*** Opening Page excerpt ***

# Good idea, or a bad idea?



## Boromir (Jul 4, 2003)

I was thinking the other day, that what if Christopher Tolkien wrote some side storys to The Lord Of The Rings, 

like in the sixty years in between the Hobbit and LOTR. He could write side storys, like in The Fellowship Of The Ring when Gandalf was gone like for 17 years or however many it was, Or he could write about when Boromir was travelling to Rivendell.


So, just tell me if you think it's a good idea or a bad idea.


----------



## BlackCaptain (Jul 4, 2003)

U know what? That is the most brilliant idea I have ever heard. But I think CT was just for editing his fathers works... not altering it. He tried to stay as far away as possible from changing anything of his fathers, unless it was grammar and punctuation and that stuff...

A great idea none-the-less


----------



## Boromir (Jul 5, 2003)

Thanks, and you've got a good point.


----------



## Beleg (Jul 5, 2003)

It would be like Fanfiction in a sense. 
Scholar do C.T is, I don't think he has the rich imagination and amazing writing skills that his father possessed. 
I am not sure this is a great idea. 
But Oh well.


----------



## Aglarthalion (Jul 6, 2003)

That idea sounds nice in theory, but I have to agree with Beleg_strongbow	in saying that Christopher would not have the writing skills needed to be able to live up to the standard set by his father's work. 

No doubt that any effort by Christopher to supplement LotR through various means (side tales, or continuation of any strands of the plot of LotR) would be very admirable. But somehow I think he would be detracting from his father's work if he (Christopher) attempted to do so. ;/


----------



## BlackCaptain (Jul 6, 2003)

I don't think it's that he doesnt have the skills... More just the fact that he didn't have the mindset of his father, and wouldn't really know what to write about. I'm sure C.T. could write some REALLY good stories, but Non-Arda related


----------

*** Closing Page excerpt ***

▶ Directions
[a] Answer these questions from the forum thread:
(i) In the opening post, what span of time does Boromir suggest the side stories could fill?
(ii) What does Beleg say the idea would be like "in a sense"?
(iii) In his post of Jul 6, 2003, what kind of stories does BlackCaptain say C.T. could write really well?
[b] Reproduce word for word the passage of the forum thread starting with "That idea sounds" and going on through "his father's work.".

*** Opening Data segment ***

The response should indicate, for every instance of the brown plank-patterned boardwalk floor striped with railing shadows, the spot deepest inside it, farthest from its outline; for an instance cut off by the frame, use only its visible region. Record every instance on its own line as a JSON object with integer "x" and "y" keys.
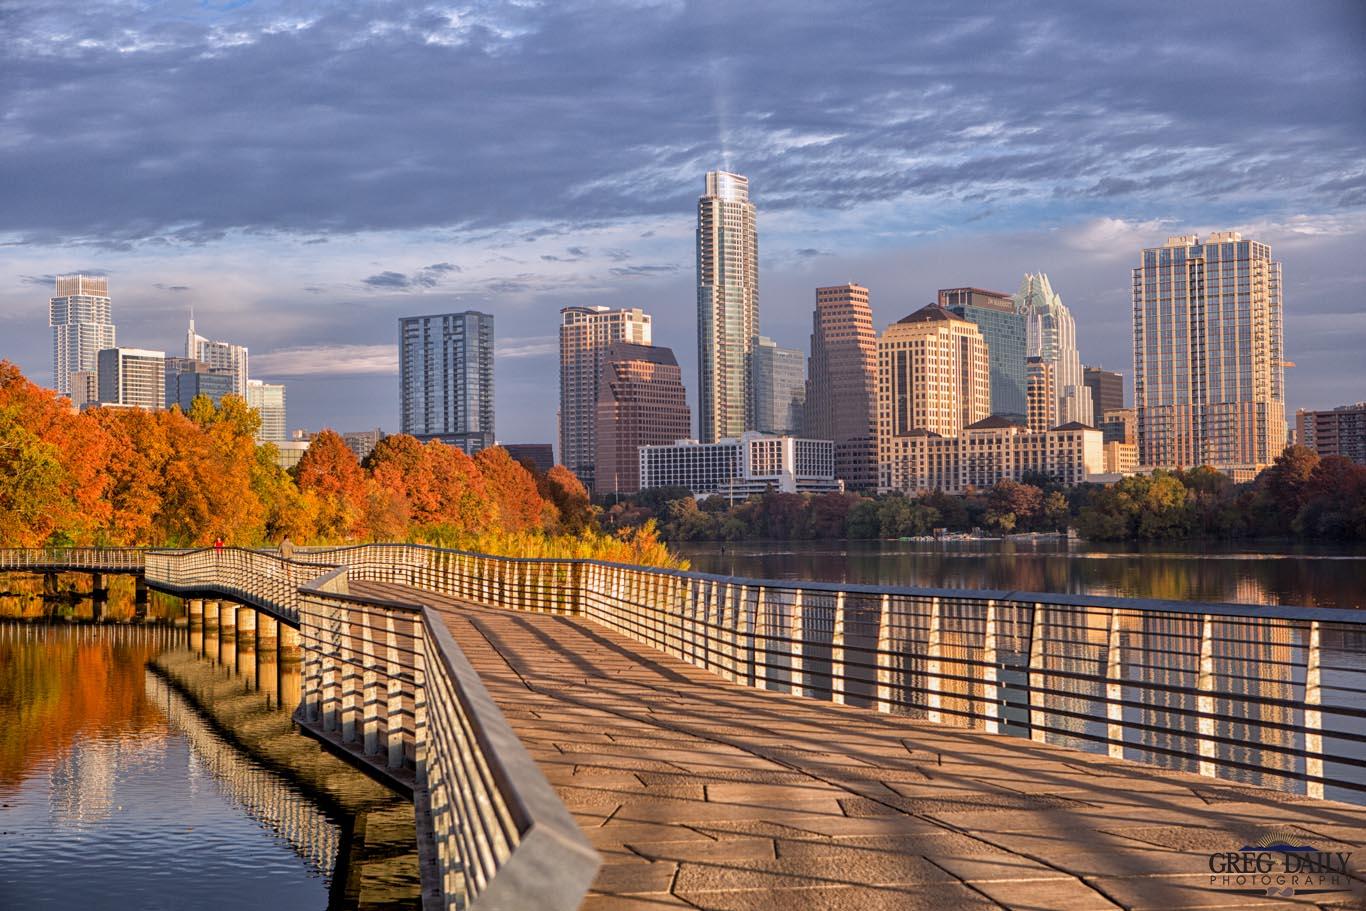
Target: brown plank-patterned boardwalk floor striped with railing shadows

*** Closing Data segment ***

▶ Task-by-task answers
[a]
(i) The sixty years in between the Hobbit and LOTR.
(ii) Fanfiction.
(iii) Non-Arda related stories.

[b]
That idea sounds nice in theory, but I have to agree with Beleg_strongbow	in saying that Christopher would not have the writing skills needed to be able to live up to the standard set by his father's work.